■ **PROVIDED TEXT**

2.1 Standards

Two important standards are briefly introduced in this section, hosted by the European machine vision associate (EMVA), a non-profit organisation founded in 2003. The EMVA aims to connect organisations in machine vision, computer vision, embedded vision and imaging technologies, which includes manufacturers, system and machine builders, integrators, distributors, consultancies, research organisations and academia (EMVA 2022).

The reason for introducing these standards is that a standard might be valuable for comparing different sensors and it may enable a more versatile programming interface than a common programming library.

The first standard is EMVA 1288, which can be used for comparing sensors; the second standard is GenICam, which provides a generic programming interface for sensors and other devices.

When comes to authors’ hands-on experience, the GenICam standard is the foundation of the Python library Camazing (Jääskeläinen et al. 2019a), which is used with VTTs HS imagers, which are mentioned also in my posts. Camazing was developed at the Spectral Imaging Laboratory at the University of Jyväskylä (JYU 2022) with an MIT license.

EMVA 1288

Sensor selection is the first phase, and one of the most important ones in the image-capturing process. Manufacturers offer a large selection of different sensors, which vary in their price. Some of the properties introduced in the Post 2.2 are definably dependent on the requirements of the target; such as the resolution, the choice between monochromatic or colour sensor, the shutter type and the camera interface. The challenge lies in the measurable features; such as the sensor’s sensitivity, temporal noise and spectral response.

EMVA 1288 is a standard for the specification and measurement of machine vision sensors and cameras (EMVA 2022). Its main purpose is to create transparency by defining reliable and exact measurement procedures and data presentation guidelines to make comparing cameras and image sensors easier.

Position identification records

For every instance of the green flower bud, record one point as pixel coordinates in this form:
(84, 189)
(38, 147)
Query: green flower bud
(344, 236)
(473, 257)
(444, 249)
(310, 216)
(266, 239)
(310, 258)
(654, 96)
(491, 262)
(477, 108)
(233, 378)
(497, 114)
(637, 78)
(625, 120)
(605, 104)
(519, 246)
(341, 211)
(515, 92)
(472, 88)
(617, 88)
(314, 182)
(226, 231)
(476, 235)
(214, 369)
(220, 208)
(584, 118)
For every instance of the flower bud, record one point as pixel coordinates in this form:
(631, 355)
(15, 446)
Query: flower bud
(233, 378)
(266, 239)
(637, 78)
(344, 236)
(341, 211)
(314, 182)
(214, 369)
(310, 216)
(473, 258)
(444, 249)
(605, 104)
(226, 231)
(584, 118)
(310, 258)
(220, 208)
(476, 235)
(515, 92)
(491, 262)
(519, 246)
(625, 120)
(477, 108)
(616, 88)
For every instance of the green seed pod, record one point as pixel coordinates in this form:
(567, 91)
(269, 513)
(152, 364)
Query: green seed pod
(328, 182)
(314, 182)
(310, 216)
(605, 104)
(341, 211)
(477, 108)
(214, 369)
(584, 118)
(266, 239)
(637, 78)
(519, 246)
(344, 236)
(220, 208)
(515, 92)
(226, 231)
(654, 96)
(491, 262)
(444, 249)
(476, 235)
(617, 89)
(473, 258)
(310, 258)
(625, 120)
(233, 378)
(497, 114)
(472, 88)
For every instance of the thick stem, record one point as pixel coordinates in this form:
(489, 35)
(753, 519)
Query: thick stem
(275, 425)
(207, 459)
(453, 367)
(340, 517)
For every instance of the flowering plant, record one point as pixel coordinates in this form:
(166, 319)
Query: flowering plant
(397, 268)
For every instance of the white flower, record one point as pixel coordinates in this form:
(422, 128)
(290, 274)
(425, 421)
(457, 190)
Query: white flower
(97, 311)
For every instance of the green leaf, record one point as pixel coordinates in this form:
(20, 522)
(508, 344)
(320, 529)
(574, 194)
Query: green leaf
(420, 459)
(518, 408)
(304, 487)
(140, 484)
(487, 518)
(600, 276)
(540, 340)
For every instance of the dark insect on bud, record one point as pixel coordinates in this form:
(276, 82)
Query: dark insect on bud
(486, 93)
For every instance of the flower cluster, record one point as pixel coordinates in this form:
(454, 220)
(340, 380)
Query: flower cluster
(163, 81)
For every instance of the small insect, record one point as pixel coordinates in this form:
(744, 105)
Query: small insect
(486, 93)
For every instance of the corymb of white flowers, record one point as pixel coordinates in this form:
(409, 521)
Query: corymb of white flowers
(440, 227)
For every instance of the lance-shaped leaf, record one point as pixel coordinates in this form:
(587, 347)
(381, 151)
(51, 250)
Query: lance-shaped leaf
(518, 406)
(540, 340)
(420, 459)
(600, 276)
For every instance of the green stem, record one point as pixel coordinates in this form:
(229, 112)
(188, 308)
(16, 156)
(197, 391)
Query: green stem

■ **REQUIRED TASKS**
1. According to the machine vision standards text, which sensor properties depend on the requirements of the target? List each one.
2. Resume the machine vision standards text right after its last sentence.

■ **EXERCISE RESULTS**
1.
- Resolution
- The choice between a monochromatic or colour sensor
- Shutter type
- Camera interface

2.
Manufacturers that do not hold EMVA licences might measure and present the sensor performance and feature measurements differently and may even leave some important details to the buyers to test, which might be expensive and difficult.

Manufacturers that adhere to the EMVA 1288 standard measure the sensors and cameras according to the standard’s exact measurement procedures, making the presented data sheets of different sensors and sensor manufacturers comparable. The “EMVA standard 1288 compliant” logo ensures that products are licensed, measured and presented transparently and reliably.

The complete list of measurement groups and their mandatorily can be found in the standard specification (EMVA 2016). The standard’s documentation includes mathematical formulas, descriptions of the measurement setups and guidelines for presenting the results in a consistent format. The current release cited in this Post is 3.1.

GenICam standard

Generic Interface for Cameras (GenICamTM) provides a generic programming interface for various sensors, cameras and other devices, regardless of the interface technology (GigE Vision, USB3 Vision, CoaXPress, Camera Link HS, Camera Link, etc.) they use or what the features they implement.

Table 1. The GenICam standard modules (GenICam 2022).

The GenICam standard comprises five modules, which are introduced above in Table 4. The role of GenApi is to define the mechanism used to provide the generic application defining interface (API) via a self-describing eXtensible Markup Language (XML) file in the device. The XML file format is defined in Schema, which is a part of GenApi. Underneath GenApi is the standard features naming convention (SFNC), which standardises the name, type, meaning and use of device features, resulting in standard functionalities between manufacturers. The features are typically introduced in a tree view, being controllable via an application. The related standard for the consistent naming of pixel formats is the pixel format naming convention (PFNC).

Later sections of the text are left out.